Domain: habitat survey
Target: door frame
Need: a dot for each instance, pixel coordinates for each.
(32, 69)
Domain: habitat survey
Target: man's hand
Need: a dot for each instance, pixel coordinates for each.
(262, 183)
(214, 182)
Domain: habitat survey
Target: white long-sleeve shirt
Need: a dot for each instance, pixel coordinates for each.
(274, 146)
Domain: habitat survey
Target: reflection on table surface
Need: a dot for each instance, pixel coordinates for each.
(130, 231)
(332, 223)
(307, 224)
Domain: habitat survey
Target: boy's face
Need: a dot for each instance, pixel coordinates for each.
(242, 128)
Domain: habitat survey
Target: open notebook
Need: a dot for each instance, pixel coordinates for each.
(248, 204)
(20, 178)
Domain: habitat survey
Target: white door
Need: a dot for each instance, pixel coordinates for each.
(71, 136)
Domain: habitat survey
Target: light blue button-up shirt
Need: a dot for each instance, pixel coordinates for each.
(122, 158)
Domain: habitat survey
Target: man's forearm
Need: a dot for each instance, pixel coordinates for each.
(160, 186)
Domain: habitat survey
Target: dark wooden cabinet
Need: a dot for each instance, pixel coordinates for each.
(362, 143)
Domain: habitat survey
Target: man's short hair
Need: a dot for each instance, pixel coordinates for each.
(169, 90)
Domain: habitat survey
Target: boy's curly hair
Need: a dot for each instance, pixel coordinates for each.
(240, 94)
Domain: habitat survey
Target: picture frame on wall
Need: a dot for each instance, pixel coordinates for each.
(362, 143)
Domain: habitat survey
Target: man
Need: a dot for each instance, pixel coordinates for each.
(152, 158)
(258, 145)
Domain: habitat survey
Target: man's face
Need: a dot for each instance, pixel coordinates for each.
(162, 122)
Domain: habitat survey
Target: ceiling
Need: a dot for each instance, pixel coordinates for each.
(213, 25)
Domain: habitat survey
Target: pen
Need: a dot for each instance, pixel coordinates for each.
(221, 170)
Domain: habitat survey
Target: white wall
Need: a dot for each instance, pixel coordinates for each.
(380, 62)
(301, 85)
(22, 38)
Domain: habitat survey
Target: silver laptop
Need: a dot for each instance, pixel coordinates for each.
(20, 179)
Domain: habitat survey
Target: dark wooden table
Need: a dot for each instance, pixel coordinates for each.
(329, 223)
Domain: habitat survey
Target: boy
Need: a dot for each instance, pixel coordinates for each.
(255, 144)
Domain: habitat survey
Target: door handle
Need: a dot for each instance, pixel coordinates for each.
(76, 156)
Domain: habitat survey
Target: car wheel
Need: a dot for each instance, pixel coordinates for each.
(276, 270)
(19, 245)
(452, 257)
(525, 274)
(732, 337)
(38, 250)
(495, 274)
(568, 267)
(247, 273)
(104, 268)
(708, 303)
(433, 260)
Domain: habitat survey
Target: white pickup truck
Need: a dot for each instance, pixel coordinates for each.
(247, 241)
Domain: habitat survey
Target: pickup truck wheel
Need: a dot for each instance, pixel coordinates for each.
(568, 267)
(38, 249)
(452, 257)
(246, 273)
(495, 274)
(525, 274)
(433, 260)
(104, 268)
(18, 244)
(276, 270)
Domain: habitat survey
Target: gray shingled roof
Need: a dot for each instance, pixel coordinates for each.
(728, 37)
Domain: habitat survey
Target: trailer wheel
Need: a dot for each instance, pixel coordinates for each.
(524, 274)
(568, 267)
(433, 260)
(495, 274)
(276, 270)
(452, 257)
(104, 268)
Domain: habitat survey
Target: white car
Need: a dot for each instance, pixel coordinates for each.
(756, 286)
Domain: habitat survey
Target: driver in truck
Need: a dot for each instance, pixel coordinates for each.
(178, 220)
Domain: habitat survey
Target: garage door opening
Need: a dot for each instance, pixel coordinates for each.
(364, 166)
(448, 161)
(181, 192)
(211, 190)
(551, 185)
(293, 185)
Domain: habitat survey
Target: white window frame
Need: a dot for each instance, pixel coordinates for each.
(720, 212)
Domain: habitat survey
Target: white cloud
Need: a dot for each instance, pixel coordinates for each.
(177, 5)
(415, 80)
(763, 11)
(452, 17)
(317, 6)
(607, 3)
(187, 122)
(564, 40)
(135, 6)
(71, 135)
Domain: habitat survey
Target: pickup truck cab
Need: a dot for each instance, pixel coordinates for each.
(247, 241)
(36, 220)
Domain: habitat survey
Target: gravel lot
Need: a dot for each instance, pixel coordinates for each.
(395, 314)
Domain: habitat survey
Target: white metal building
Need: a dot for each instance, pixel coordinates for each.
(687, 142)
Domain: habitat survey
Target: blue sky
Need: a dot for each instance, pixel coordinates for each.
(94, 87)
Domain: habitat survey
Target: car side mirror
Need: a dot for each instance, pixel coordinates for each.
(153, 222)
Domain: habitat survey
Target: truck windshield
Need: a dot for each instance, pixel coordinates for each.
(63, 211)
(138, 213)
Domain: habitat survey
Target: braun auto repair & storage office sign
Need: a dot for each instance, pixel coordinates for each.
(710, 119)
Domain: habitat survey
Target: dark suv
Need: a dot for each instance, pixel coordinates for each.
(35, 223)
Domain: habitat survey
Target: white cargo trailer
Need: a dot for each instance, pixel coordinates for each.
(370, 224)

#####

Note each line above that holds "shirt", then copy all of them.

> _The answer_
Target: white long-sleeve shirt
Target: light blue button-up shirt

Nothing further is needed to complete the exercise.